:: Data for processing ::
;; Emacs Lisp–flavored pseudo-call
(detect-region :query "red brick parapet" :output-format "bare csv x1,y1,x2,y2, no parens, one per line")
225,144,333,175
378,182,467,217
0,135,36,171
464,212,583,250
:::
Reproduce the entries with "parapet" switched to "railing", leaving everything else as it is.

;; Emacs Lisp–flavored pseudo-call
(detect-region :query "red brick railing" :output-format "bare csv x1,y1,x2,y2, no parens, one per line")
225,144,333,175
378,182,467,217
0,135,36,171
464,212,583,250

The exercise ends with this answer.